Les causes qui poussent les gens au bord du gouffre sont la détresse mentale grave, la dépression, la honte extrême, la pauvreté ou les difficultés financières, les problèmes de santé majeurs et les problèmes liés à la famille ou à l'amour.
Dans une étude réalisée avant la modification de la loi et publiée dans l'International Journal of Offender Therapy and Comparative Criminology, Mensah Adinkrah, de la Central Michigan University, a étudié l'ampleur de la punition infligée aux personnes ayant survécu à un suicide au Ghana à la suite de poursuites pénales.
Une méthode contre-productive
"Les résultats indiquent que la majorité des accusés ont plaidé coupable ou ont été reconnus coupables de l'accusation et condamnés à des peines allant de l'amende à l'incarcération", indique le rapport.
Avant l'amendement, l'article 57(2) de la loi, qui considère la tentative de suicide comme un "délit", était exactement le contraire de ce qui était requis, selon Vida Badu Oppong, psychologue clinicienne régionale au sein du Service de santé du Ghana.
"Les personnes suicidaires sont en détresse mentale. La criminalisation du suicide va donc à l'encontre de notre objectif d'atténuer la menace", explique-t-elle.
===============
**TRAVAIL À FAIRE**
• a. Dans le texte sur la tentative de suicide au Ghana, à quelle université est rattaché Mensah Adinkrah ?
• b. Énumérez toutes les causes qui, selon le texte sur la tentative de suicide au Ghana, poussent les gens au bord du gouffre.
• c. Prolongez le texte sur la tentative de suicide au Ghana à partir de sa dernière phrase.
Les enregistrements n'ont aucun rôle ici.

[Éléments recensés dans un jeu de données]
===============
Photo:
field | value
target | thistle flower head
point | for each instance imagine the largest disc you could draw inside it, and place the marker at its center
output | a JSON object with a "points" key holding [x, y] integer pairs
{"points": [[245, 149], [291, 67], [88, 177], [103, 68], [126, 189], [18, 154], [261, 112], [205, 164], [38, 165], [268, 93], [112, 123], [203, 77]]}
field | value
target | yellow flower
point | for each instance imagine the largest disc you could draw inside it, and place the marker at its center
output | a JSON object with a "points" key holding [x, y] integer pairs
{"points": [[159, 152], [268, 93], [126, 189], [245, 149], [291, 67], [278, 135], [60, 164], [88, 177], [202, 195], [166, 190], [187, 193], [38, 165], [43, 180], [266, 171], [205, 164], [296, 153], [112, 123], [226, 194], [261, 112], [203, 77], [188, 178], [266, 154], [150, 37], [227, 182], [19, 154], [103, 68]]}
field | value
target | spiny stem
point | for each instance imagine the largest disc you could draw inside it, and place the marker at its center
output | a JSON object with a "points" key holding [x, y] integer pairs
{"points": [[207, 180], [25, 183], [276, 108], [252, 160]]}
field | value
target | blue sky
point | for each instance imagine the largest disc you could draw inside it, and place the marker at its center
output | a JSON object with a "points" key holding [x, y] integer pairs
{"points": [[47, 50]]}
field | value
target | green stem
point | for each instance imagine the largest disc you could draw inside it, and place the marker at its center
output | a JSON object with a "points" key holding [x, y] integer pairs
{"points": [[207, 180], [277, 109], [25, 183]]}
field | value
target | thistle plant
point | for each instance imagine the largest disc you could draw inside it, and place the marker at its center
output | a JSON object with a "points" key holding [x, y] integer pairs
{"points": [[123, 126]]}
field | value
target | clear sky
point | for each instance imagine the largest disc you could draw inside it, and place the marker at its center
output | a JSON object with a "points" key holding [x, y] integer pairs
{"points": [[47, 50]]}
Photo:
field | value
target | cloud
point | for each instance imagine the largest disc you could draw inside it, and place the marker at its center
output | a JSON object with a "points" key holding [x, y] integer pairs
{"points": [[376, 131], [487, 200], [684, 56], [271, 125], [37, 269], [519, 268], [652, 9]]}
===============
**RÉPONSES ATTENDUES**
• a. La Central Michigan University.

• b.
- la détresse mentale grave
- la dépression
- la honte extrême
- la pauvreté ou les difficultés financières
- les problèmes de santé majeurs
- les problèmes liés à la famille ou à l'amour

• c.
La tentative de suicide, ou l'expression ambivalente "je veux mourir", est en fait un appel à l'aide et l'expression névrotique d'un sentiment de désespoir et d'impuissance", a-t-elle déclaré à TRT Afrika.
L'impact collatéral de la criminalisation des actes suicidaires est ironique, dans la mesure où elle pourrait encourager les personnes ayant des idées suicidaires à utiliser des méthodes mortelles qui leur permettraient de ne pas échouer dans leur tentative de mourir.
De l'aide, pas des reproches
Selon la psychologue, la loi ne tient manifestement pas compte de l'état de santé ou de la situation sociale des personnes concernées.
"La loi a également découragé les personnes suicidaires de signaler les crises suicidaires suffisamment tôt pour obtenir de l'aide, et a conduit à une sous-déclaration, ce qui à son tour a empêché des estimations précises qui pourraient guider la planification de la prévention du suicide", souligne M. Vida.
Les défenseurs de la santé mentale soulignent que le comportement suicidaire est un trouble. Au lieu de risquer d'être arrêtés, les survivants du suicide devraient avoir accès à une assistance médicale et psychologique.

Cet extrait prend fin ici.